*PROBLEM DESCRIPTION*
Exactly as written, reproduce the lines from the one that contains "Would you mind indicating the black" through the end of the records.

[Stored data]
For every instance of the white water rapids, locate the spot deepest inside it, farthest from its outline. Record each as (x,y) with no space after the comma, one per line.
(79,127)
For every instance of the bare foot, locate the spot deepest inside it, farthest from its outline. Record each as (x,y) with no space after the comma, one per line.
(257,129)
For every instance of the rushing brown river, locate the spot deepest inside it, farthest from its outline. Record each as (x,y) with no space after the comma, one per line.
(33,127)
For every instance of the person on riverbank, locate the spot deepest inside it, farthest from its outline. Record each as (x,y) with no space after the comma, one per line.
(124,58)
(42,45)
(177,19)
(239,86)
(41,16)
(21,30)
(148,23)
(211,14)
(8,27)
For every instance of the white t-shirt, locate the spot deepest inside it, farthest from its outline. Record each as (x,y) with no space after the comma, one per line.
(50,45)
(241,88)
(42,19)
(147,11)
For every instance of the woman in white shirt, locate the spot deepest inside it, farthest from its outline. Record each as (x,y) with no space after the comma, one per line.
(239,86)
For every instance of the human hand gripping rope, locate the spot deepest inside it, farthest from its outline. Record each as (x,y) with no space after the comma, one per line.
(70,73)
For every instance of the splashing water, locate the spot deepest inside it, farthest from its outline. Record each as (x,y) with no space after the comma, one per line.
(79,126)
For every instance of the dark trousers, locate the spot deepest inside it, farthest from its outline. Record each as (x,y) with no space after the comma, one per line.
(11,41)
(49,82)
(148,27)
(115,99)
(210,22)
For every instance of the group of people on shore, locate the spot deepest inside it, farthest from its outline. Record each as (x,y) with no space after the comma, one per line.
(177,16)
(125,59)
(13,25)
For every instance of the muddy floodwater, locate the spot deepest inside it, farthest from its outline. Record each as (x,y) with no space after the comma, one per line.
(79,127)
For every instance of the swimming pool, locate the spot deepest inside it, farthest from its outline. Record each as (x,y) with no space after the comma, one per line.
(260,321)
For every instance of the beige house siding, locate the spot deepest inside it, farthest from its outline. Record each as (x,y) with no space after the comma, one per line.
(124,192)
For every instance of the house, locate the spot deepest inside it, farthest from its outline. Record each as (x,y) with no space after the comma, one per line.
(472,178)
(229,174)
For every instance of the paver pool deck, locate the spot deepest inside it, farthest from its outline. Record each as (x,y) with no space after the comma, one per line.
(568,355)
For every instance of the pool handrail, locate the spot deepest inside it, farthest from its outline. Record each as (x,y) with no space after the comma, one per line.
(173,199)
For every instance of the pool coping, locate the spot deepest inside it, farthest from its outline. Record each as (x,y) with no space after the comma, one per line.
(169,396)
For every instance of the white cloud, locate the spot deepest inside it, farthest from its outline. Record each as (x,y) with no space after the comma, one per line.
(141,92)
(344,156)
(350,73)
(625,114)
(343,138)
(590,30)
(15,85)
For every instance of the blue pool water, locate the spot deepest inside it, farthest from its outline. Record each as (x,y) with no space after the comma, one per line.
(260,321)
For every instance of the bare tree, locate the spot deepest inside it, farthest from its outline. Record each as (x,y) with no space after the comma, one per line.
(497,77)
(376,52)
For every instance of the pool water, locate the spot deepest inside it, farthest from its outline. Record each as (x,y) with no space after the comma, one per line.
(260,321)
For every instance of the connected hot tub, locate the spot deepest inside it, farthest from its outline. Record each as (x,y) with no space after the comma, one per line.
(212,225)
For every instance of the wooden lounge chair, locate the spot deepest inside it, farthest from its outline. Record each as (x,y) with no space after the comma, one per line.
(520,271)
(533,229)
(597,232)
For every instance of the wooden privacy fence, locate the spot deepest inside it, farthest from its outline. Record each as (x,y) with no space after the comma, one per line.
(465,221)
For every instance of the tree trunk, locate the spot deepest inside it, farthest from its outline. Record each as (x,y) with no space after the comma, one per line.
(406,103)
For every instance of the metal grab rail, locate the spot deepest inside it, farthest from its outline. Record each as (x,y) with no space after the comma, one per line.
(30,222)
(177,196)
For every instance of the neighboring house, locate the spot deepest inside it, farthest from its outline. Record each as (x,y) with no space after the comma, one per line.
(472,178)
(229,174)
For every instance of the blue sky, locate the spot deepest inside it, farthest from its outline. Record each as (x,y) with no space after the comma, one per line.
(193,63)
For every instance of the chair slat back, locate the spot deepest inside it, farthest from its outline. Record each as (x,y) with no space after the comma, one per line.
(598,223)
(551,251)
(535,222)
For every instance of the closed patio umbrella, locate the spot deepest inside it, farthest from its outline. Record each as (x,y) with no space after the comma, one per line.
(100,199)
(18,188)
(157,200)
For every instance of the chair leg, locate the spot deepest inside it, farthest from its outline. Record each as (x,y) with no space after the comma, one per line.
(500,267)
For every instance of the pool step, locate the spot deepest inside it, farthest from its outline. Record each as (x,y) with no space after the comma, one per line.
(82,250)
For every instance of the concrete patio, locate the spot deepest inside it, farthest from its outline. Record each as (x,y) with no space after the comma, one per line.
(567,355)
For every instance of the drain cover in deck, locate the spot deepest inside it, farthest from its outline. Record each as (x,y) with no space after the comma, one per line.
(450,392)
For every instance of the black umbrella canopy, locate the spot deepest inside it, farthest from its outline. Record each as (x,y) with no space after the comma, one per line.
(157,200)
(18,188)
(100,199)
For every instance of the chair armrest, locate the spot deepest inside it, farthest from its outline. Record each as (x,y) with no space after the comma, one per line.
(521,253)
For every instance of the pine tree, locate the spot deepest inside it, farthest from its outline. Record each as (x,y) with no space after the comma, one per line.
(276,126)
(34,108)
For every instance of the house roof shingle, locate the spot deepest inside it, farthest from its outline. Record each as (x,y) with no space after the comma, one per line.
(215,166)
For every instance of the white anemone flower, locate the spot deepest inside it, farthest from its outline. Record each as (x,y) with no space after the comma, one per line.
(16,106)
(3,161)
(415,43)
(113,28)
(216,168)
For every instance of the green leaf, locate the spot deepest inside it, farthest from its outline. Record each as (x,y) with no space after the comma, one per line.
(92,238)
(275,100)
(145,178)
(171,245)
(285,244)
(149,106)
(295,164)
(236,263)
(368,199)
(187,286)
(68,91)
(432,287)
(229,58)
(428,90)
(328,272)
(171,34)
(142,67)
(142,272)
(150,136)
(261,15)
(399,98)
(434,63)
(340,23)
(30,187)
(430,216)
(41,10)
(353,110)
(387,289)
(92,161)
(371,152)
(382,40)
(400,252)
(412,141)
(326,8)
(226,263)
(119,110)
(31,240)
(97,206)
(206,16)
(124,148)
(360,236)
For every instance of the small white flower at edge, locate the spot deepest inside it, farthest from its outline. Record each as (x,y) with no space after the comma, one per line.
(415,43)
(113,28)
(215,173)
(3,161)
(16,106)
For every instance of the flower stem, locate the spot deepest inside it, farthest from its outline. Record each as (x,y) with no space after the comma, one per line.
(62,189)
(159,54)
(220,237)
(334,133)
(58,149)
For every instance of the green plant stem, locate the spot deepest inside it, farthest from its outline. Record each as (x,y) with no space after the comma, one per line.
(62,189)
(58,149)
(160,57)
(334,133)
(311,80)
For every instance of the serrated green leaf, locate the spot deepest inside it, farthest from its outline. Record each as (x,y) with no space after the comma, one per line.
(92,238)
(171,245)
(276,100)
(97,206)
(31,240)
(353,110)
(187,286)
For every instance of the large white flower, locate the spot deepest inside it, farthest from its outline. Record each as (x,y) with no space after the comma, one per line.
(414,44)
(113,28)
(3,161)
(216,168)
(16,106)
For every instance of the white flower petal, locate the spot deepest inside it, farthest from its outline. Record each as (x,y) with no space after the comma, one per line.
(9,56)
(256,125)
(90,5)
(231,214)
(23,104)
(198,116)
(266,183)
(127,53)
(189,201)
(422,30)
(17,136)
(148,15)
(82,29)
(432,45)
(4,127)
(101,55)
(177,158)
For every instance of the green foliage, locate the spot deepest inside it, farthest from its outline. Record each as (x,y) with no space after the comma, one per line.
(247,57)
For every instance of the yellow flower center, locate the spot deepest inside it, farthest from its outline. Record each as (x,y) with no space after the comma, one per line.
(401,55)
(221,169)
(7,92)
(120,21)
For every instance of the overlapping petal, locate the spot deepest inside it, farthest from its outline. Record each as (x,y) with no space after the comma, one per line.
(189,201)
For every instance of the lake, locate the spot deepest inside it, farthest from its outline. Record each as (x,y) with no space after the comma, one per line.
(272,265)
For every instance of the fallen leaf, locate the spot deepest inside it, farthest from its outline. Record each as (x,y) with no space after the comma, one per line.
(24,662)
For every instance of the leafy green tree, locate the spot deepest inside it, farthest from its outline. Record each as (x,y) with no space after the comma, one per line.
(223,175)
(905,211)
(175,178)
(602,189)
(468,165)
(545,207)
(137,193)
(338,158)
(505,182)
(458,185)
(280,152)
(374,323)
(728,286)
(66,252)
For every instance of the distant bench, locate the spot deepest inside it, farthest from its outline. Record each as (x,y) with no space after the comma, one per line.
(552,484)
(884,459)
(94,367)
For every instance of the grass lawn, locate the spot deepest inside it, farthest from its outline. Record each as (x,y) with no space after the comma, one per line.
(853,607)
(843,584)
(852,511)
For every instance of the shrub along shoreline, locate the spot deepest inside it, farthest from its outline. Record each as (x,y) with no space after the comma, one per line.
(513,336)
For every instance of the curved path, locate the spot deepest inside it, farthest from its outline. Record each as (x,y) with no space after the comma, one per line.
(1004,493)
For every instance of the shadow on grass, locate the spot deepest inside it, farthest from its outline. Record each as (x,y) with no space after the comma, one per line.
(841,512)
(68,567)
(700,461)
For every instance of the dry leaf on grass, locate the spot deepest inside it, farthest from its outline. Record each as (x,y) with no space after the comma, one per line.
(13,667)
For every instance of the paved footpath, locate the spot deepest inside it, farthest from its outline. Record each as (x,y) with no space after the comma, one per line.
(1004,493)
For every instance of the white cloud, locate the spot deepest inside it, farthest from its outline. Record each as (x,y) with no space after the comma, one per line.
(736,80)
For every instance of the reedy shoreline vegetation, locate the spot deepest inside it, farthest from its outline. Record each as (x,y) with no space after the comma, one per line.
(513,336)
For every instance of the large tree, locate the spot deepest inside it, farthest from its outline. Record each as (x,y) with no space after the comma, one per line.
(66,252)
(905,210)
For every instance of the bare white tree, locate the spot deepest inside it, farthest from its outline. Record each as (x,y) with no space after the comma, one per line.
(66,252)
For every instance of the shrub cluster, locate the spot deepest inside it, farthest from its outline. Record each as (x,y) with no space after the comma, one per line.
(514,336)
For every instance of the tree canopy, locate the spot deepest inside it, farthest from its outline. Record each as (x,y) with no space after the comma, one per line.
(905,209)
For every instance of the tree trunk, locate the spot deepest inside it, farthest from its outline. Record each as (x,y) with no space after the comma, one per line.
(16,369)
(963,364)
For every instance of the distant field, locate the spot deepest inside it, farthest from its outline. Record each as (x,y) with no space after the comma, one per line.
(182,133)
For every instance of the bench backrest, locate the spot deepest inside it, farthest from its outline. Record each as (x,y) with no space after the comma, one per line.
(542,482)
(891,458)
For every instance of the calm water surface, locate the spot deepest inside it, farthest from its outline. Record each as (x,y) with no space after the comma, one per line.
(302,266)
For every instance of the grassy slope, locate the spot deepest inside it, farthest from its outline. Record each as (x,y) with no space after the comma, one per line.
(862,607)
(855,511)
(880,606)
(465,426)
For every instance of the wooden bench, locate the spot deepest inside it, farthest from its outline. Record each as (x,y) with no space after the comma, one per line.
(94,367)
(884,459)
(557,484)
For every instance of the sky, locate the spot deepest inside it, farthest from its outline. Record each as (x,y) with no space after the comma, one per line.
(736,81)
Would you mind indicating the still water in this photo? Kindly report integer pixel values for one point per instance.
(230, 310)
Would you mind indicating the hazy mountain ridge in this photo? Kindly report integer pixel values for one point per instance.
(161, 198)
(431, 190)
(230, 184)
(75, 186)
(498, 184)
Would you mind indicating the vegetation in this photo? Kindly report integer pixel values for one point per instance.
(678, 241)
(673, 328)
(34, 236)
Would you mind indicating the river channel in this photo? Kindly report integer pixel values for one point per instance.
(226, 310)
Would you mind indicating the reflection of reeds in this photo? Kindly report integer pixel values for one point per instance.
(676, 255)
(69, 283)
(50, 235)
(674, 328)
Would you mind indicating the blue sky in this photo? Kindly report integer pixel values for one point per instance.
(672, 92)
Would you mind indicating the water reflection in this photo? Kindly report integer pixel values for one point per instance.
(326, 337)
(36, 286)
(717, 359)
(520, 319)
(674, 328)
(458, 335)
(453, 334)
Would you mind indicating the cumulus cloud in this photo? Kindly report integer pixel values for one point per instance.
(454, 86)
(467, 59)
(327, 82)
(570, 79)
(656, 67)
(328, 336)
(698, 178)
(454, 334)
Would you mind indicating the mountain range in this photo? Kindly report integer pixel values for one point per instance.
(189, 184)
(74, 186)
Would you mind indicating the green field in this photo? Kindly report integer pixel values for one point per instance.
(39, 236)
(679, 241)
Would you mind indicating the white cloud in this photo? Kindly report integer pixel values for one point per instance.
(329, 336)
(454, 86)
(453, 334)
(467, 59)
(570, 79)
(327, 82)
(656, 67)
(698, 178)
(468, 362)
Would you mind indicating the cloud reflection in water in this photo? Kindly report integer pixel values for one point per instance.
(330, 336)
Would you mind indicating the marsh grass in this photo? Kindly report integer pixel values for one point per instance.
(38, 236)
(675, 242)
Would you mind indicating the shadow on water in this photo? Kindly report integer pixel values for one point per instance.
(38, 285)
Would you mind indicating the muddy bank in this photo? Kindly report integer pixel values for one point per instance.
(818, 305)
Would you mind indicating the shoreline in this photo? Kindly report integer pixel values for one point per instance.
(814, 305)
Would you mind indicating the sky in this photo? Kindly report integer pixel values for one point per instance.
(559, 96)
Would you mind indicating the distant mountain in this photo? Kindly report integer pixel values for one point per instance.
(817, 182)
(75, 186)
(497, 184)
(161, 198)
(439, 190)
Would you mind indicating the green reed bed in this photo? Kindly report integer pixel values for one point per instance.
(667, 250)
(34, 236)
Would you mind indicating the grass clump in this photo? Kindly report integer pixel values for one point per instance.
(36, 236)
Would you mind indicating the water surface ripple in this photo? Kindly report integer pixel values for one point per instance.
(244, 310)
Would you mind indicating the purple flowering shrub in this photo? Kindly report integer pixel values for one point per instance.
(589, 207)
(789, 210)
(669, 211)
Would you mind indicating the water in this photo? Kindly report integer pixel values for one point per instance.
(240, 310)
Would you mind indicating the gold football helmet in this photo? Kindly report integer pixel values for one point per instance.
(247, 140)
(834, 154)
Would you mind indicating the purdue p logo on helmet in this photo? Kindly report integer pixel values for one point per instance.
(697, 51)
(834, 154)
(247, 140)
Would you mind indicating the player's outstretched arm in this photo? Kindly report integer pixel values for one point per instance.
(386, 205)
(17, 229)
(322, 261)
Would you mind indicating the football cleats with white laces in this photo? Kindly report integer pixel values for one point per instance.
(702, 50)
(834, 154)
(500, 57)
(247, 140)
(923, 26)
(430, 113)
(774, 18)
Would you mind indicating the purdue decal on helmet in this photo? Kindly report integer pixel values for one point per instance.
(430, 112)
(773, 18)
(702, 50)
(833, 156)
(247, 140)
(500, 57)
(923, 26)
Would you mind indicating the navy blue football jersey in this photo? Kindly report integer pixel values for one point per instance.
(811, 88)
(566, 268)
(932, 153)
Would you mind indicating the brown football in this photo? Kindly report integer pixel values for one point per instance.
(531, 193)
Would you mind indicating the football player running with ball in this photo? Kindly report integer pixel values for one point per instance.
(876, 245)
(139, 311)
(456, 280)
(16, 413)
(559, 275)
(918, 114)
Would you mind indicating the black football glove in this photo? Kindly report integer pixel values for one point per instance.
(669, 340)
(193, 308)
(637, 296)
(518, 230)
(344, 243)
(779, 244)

*OUTPUT FOR THIS EXERCISE*
Would you mind indicating the black football glove in this photo? Kindly report integer pixel values for one point per instance.
(669, 340)
(193, 308)
(637, 296)
(518, 230)
(344, 243)
(779, 244)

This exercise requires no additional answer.